- [Input data]
** Start **
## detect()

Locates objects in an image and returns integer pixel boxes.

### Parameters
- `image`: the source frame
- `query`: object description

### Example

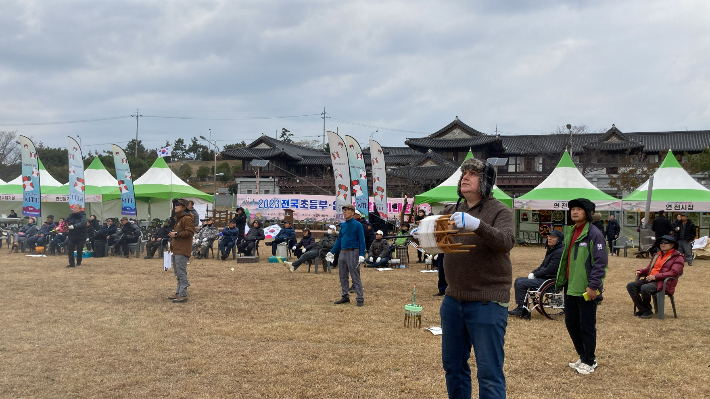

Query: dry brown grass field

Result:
[0,247,710,398]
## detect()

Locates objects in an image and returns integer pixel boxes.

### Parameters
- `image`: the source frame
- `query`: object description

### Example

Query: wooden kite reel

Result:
[417,215,476,254]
** End **
- [Set task]
Output every line of the records above as a JSON array of strings, one string per line, skipping blank lines and omitting the pictures.

- [Answer to this problem]
[
  "## detect()",
  "Locates objects in an image and returns integer pixel boxes.",
  "### Parameters",
  "- `image`: the source frame",
  "- `query`: object description",
  "### Example",
  "Query: dry brown grass field",
  "Result:",
  "[0,247,710,398]",
  "## detect()",
  "Locates objects in an image and returns integer pixel boxes.",
  "### Parameters",
  "- `image`: the source frame",
  "- `query`: object description",
  "### Example",
  "Query: wooden kite reel",
  "Result:",
  "[417,215,476,254]"
]